Assigned task A - From the hornwort genome methods text, echo the passage from "Genomes were assembled" up to and including "numbered sequentially.".
Assigned task B - Name every software tool in the hornwort genome methods text, with its version number.
Assigned task C - Carry the hornwort genome methods text forward from its final sentence.

Document extract -
+===+
MD5.txt -- MD5 hashes of all the above files are provided in this file to detect any changes.
 

Methods
-------
This directory contains new hornwort genomes and annotations following HiC scaffolding. 
Genomes were assembled with Oxford Nanopore seq data using Flye v2.8, polished with
Illumina reads using Pilon v1.24, and scaffolded by Phase Genomics. Gaps in the scaffolds 
were closed with TGS-Gapcloser v1.1.1, which attempts to bridge adjacent scaffolds using
Oxford Nanopore reads, then polishes any inserted sequence with Illumina reads. Genomes were 
checked for contamination using a combination of evidence from: 1) different HiC contact 
patterns, 2) taxonomic annotation of contigs, 3) different levels of sequencing depth, and
4) different GC content of contigs. After removing likely contaminants based on at least
two of these criteria, scaffolds/contigs were reordered from longest to shortest and
numbered sequentially. 

A custom repetitive element (RE) library was constructed for each genome using EDTA v2.
+===+
Data provided -

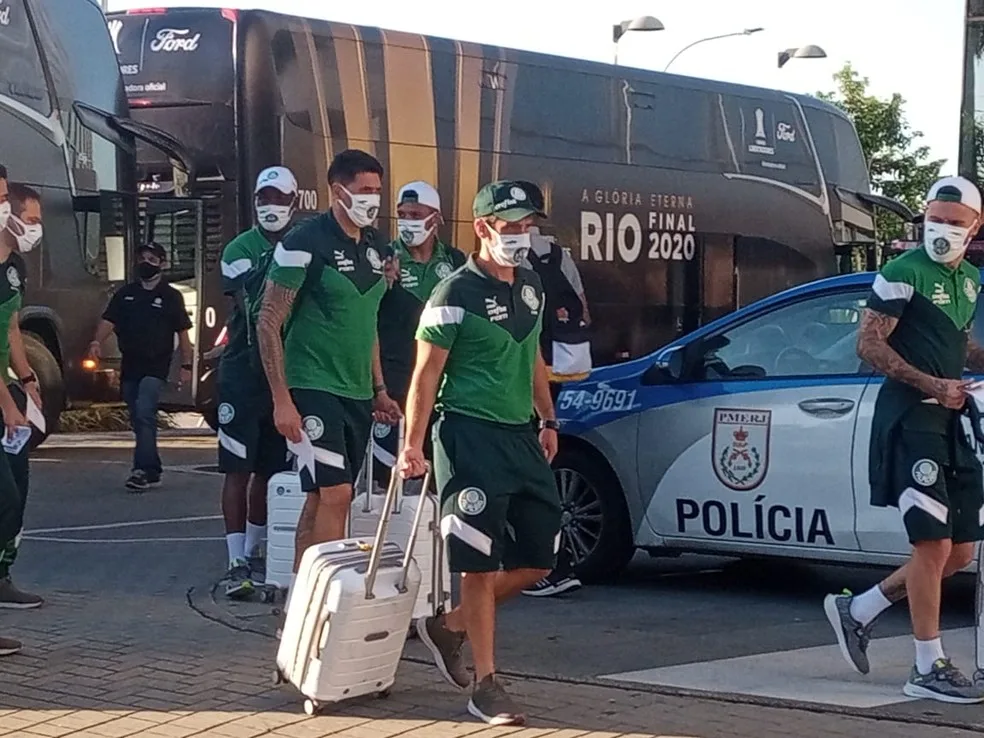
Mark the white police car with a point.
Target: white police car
(748, 436)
+===+
Task response A -
Genomes were assembled with Oxford Nanopore seq data using Flye v2.8, polished with
Illumina reads using Pilon v1.24, and scaffolded by Phase Genomics. Gaps in the scaffolds 
were closed with TGS-Gapcloser v1.1.1, which attempts to bridge adjacent scaffolds using
Oxford Nanopore reads, then polishes any inserted sequence with Illumina reads. Genomes were 
checked for contamination using a combination of evidence from: 1) different HiC contact 
patterns, 2) taxonomic annotation of contigs, 3) different levels of sequencing depth, and
4) different GC content of contigs. After removing likely contaminants based on at least
two of these criteria, scaffolds/contigs were reordered from longest to shortest and
numbered sequentially.

Task response B -
Flye v2.8
Pilon v1.24
TGS-Gapcloser v1.1.1
EDTA v2

Task response C -
LTRs of unknown type were extracted from the RE library and BLASTed against a curated set 
of transposaes (located at /home/fay-wei/bin/Tpases020812). Any LTRs that could not be 
assigned to a known type were removed from the RE library. Then the RE library was BLASTed 
against a set of identified plant proteins (located at 
/home/fay-wei/bin/uniprot/uniprot_sprot_plants.fasta) to remove anything erroneously 
identified in the RE library. After removing any plant proteins from the RE library, it 
was used as input to RepeatMasker v4.1.0 to mask the genome. Tandem repeats were annotated
from the repeat-masked genome using tandemrepeatsfinder (TRF) (1). TRF output, converted to
GFF format using a custom script, was combined with the GFF file output by EDTA to create 
the final repeat annotation file.

Genes were predicted using BRAKER v2 on the repeat-masked genome with training data from 
Illumina RNA reads mapped to the repeat-masked genome with HISAT2, combined with proteins 
predicted from draft versions of all the hornwort genomes (2). A second run of BRAKER was
done on the full genome, without any masked repeats (3). To create an annotation set of 
only genes in the repeat-masked regions, bedtools was used to identify genes in the 
full-genome annotations that did not have any overlap in the masked-genome annotations.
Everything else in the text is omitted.